EXTRACTED TEXT:
------
Why don’t Russians smile?

Irina Baranova
An American living in St. Petersburg for the past three years has already experienced all shades of the Russian smile. And you know what? He proves that the stereotype about grumpy Russians is wrong! (And Massachusetts people are no more smiley).

I am from Massachusetts, a place where I and my fellow denizens have been dubbed, “Massholes.” When we say, “I just made you coffee, if you want a smile, you’re going to have to pay extra,” our fellows from other states hear: “I am a raging asshole.” This might be why, at least from an American perspective, people see Russians as grumpy and unsmiling. Whereas, coming from Massachusetts, where we’ve been dealing with people’s overtly cheery nonsense for 250 years, Russia has been putting up with it for many centuries more.
------
SUPPLIED ENTRIES:

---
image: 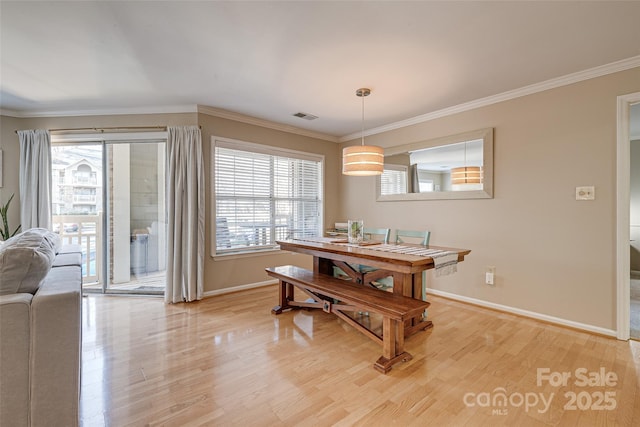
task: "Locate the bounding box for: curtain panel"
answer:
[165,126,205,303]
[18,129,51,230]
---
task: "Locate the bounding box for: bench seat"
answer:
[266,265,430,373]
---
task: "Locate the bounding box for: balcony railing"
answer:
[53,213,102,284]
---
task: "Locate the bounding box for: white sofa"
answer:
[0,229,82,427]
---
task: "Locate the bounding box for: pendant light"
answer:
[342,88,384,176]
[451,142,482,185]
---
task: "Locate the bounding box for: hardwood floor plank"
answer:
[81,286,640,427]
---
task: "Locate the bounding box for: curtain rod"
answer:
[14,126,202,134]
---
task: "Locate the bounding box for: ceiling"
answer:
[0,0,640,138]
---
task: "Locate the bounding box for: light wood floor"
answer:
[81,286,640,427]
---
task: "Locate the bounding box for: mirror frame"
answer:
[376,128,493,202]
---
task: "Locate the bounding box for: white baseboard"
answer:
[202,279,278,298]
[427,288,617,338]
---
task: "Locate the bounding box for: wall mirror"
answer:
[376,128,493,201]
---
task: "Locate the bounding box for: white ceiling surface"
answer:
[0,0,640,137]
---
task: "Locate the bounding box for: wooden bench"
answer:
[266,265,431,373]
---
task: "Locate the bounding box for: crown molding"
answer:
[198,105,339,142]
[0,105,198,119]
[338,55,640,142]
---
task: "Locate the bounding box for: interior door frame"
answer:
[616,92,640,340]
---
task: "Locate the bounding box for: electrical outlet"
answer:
------
YOUR TASK: Could you copy, word for word, the passage in the piece above on why Russians don't smile, from "Irina Baranova" up to and including "no more smiley)."?

REPLY TO THE TASK:
Irina Baranova
An American living in St. Petersburg for the past three years has already experienced all shades of the Russian smile. And you know what? He proves that the stereotype about grumpy Russians is wrong! (And Massachusetts people are no more smiley).